• [Work to complete]:
Search the listing for the word "please" and return each line that contains it.

• [Task data]:
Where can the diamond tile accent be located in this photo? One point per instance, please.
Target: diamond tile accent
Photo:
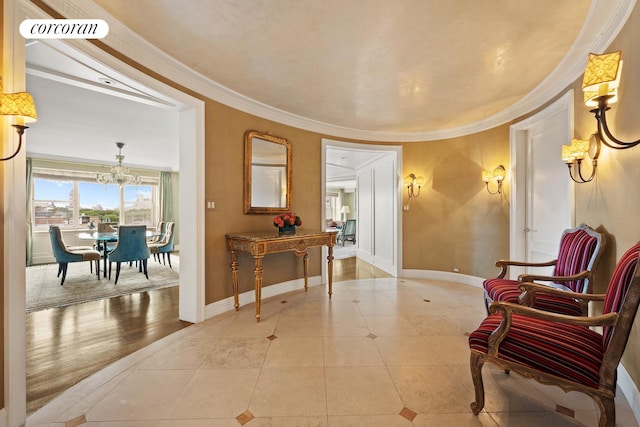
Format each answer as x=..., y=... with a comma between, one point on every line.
x=408, y=414
x=244, y=418
x=75, y=422
x=565, y=411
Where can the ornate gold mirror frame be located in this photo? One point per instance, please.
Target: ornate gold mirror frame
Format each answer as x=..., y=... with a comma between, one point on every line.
x=267, y=173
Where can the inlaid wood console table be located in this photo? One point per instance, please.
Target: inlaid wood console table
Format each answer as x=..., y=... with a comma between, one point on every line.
x=259, y=244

• [Result for this task]:
Where can the diamond tile accent be located in this photo? One point per instance, please.
Where can the ornate gold mirror frame be located in this photo? One point per instance, please.
Where can the inlaid wood console table be located in this photo? One point per instance, please.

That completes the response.